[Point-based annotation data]
--------------------------------

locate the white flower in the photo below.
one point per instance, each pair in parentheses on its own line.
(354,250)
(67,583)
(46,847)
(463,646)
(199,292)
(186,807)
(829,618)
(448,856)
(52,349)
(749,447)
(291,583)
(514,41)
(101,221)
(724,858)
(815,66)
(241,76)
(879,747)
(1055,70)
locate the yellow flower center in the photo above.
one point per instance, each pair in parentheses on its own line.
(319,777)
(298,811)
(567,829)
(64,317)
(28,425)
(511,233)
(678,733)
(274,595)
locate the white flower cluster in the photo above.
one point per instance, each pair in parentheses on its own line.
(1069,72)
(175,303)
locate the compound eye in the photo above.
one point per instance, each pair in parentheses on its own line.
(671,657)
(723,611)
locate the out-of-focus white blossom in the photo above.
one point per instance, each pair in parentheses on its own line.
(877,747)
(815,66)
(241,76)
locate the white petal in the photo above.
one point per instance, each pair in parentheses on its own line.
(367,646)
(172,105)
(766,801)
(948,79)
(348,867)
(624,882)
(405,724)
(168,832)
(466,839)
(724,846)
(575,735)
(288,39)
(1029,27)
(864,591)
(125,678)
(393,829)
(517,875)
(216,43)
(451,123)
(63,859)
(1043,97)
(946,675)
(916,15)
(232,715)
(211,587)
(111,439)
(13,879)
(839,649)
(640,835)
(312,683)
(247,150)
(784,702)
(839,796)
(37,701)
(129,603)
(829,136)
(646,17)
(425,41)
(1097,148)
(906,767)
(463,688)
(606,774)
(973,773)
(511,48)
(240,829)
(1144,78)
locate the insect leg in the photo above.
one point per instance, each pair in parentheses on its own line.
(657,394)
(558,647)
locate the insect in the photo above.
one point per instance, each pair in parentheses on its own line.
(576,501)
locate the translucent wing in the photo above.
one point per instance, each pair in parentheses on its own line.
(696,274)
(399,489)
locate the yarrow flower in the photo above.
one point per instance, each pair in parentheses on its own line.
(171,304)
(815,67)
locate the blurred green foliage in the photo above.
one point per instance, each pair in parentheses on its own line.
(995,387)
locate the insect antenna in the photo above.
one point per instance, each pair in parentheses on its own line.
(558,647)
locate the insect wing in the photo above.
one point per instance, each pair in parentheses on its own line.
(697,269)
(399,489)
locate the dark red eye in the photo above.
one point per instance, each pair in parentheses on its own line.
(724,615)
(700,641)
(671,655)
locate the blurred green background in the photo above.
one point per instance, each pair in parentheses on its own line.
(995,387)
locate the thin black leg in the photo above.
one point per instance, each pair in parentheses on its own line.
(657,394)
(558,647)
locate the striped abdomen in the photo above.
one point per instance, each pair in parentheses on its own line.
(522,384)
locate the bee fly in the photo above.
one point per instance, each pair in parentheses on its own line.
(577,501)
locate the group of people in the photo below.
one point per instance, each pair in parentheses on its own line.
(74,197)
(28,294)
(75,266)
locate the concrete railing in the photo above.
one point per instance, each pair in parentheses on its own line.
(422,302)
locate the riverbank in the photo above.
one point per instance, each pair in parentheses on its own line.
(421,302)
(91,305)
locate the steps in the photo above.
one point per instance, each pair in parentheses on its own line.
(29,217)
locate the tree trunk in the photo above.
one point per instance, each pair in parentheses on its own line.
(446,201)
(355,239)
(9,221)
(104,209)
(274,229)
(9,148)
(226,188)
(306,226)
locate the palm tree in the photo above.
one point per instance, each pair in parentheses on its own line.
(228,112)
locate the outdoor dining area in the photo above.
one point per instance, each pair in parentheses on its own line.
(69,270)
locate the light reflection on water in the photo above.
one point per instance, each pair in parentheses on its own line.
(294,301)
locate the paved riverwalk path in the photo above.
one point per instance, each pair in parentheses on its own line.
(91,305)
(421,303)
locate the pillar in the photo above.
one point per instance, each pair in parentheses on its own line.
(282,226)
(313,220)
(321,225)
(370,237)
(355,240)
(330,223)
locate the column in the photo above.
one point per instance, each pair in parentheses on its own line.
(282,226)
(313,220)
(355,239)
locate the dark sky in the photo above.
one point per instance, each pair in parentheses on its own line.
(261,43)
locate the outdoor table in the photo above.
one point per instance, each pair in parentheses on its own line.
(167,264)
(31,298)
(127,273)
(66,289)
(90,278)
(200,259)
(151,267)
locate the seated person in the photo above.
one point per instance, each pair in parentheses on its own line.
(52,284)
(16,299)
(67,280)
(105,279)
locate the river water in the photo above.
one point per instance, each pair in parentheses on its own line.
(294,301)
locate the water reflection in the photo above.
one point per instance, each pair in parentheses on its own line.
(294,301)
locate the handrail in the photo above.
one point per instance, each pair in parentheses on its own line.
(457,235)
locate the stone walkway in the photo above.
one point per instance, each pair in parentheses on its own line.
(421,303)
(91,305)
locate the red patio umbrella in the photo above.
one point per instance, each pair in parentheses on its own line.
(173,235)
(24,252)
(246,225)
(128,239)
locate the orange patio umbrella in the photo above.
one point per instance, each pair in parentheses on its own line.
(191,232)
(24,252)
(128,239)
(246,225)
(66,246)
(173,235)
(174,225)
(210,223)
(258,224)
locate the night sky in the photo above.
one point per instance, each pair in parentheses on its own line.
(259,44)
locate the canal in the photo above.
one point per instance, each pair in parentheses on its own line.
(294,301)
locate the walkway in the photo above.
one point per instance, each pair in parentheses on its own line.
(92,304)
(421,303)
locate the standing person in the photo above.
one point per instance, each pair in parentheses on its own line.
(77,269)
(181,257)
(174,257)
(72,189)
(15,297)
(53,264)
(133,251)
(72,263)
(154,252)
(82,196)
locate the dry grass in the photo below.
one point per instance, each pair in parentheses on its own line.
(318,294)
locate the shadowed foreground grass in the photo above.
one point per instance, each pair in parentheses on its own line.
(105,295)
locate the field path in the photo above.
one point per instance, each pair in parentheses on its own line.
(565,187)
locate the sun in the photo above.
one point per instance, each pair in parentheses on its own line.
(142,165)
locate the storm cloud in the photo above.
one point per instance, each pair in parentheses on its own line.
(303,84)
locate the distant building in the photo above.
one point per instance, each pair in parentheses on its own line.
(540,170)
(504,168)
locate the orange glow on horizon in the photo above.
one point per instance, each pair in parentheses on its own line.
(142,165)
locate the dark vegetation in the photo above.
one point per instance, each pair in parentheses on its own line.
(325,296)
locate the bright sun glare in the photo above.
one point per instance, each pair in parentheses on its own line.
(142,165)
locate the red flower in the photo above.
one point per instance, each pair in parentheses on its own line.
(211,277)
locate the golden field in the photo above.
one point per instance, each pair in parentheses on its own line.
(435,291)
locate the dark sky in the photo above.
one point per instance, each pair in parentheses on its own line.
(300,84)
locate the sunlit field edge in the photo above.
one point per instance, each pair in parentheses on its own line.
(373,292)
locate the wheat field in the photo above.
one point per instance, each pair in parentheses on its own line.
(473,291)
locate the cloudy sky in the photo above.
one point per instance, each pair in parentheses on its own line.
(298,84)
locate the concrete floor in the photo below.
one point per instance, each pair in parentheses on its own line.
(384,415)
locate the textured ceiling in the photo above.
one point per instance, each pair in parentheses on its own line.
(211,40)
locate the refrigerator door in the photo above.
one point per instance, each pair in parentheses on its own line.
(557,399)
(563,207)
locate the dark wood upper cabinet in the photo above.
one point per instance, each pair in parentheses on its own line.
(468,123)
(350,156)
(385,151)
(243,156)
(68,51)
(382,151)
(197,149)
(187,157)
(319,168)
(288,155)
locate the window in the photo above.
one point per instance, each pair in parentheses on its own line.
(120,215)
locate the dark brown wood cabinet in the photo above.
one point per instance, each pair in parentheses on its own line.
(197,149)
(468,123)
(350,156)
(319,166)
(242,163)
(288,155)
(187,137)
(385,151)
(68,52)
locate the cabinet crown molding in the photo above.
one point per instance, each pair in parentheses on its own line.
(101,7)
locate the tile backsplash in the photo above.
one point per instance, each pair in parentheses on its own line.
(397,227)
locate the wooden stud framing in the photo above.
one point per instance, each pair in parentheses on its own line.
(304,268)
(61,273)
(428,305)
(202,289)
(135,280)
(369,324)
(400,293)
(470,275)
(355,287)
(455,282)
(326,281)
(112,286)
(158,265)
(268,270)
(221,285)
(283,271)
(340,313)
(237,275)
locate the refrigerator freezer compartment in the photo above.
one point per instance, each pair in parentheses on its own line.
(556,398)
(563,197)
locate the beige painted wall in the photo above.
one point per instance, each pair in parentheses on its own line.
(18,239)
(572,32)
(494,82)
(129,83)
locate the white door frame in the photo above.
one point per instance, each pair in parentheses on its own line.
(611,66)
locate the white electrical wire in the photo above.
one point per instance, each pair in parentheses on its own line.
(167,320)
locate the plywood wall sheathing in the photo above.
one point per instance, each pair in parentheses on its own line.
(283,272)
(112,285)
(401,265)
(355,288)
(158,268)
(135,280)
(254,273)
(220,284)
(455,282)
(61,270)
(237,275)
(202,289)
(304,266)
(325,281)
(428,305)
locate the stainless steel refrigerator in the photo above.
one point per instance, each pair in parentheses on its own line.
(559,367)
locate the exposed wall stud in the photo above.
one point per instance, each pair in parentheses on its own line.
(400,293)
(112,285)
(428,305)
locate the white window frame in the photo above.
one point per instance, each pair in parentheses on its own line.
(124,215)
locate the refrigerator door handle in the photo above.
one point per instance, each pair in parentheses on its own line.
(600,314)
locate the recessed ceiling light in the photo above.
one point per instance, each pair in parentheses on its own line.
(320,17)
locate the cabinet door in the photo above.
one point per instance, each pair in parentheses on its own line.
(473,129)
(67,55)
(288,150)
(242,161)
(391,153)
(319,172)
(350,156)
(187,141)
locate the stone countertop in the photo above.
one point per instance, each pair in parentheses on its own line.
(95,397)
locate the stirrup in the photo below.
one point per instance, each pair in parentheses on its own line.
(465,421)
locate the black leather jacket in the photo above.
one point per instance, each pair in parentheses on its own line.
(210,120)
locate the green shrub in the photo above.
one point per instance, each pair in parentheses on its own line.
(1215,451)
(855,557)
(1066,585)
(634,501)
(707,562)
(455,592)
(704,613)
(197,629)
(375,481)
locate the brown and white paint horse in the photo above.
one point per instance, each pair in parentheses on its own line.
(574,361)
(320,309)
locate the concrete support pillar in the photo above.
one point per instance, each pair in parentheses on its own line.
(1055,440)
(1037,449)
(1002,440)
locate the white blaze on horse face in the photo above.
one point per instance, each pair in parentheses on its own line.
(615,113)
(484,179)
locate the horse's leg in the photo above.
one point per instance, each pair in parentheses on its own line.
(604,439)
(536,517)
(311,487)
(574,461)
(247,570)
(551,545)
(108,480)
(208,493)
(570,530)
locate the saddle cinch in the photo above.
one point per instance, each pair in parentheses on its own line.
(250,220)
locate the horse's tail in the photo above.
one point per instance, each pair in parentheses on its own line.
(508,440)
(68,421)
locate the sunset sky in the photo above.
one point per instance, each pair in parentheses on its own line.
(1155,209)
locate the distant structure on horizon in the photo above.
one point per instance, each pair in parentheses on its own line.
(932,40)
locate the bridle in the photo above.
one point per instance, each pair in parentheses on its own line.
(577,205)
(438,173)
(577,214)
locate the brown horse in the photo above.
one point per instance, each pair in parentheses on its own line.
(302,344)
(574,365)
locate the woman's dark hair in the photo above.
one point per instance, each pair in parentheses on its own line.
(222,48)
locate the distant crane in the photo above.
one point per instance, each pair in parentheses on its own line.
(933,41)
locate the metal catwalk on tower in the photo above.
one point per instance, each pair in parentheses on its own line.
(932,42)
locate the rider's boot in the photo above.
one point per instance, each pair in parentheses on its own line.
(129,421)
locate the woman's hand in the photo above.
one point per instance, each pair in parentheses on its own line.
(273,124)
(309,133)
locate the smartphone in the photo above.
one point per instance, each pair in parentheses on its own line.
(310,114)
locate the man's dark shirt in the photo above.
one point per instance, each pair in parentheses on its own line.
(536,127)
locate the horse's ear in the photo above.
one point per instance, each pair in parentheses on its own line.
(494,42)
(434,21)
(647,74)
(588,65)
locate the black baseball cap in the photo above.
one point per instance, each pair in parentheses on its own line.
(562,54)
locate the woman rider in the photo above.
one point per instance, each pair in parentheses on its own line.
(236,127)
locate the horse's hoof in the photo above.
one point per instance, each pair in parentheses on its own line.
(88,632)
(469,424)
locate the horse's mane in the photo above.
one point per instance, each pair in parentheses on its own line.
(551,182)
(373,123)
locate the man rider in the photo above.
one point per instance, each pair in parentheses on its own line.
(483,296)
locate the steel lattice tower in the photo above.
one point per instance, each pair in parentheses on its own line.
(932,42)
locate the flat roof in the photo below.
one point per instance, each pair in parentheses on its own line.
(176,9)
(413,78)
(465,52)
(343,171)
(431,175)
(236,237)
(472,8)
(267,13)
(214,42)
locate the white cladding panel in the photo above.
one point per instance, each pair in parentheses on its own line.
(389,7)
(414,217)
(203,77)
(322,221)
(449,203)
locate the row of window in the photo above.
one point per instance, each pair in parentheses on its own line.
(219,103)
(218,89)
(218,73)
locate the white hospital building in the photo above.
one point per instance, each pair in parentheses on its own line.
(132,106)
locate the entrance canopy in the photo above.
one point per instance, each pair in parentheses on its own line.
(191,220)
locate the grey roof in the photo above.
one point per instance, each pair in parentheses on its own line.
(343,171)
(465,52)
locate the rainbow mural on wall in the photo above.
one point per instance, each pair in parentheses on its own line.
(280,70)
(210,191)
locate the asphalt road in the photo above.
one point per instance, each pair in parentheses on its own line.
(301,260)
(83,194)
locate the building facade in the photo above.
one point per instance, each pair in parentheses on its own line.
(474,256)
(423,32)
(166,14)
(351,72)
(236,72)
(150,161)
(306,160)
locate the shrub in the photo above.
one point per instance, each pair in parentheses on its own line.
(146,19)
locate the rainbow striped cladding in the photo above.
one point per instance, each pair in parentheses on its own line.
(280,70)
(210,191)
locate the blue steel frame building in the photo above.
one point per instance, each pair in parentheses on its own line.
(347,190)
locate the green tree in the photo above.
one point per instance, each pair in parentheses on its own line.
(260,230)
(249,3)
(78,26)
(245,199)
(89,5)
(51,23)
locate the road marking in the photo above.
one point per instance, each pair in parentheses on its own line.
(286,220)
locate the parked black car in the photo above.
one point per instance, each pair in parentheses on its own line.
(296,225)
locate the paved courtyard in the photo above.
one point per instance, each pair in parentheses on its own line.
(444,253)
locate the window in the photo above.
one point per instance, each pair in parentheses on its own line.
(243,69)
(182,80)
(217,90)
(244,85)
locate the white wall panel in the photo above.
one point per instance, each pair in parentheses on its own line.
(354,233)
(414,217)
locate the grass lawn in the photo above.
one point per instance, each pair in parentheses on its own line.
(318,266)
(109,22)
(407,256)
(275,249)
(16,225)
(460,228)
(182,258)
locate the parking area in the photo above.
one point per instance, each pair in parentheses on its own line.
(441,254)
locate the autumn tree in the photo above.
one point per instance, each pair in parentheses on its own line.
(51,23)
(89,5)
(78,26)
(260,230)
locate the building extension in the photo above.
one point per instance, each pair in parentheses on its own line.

--------------------------------

- _The task_:
Quote exactly what appears from the line containing "locate the road marking in the photo above." through the final line of the listing above, including both of those lines.

- _Full response_:
locate the road marking in the photo above.
one point per instance, each pair in parentheses on its own line.
(286,220)
locate the parked black car in the photo above.
one point per instance, each pair in parentheses on its own line.
(296,225)
locate the paved courtyard in the photo above.
one point per instance, each pair in parentheses on its own line.
(444,253)
locate the window in the photo above.
one point per instance, each pair in parentheses on its own line.
(243,69)
(182,80)
(217,90)
(244,85)
locate the white wall panel in the photo above.
one point per instance, each pair in parentheses on its own line.
(354,233)
(414,217)
locate the grass lawn in the photo above.
one point per instance, each pair in parentheses on its own line.
(318,266)
(109,22)
(407,256)
(275,249)
(16,225)
(460,228)
(182,258)
locate the parking area in the photo above.
one point per instance, each pair in parentheses on its own line.
(441,254)
locate the autumn tree in the photo above.
one point per instance, each pair in parentheses on its own line.
(51,23)
(89,5)
(78,26)
(260,230)
locate the building extension in the photo above.
one point per instance, each pair in parentheses on its own line.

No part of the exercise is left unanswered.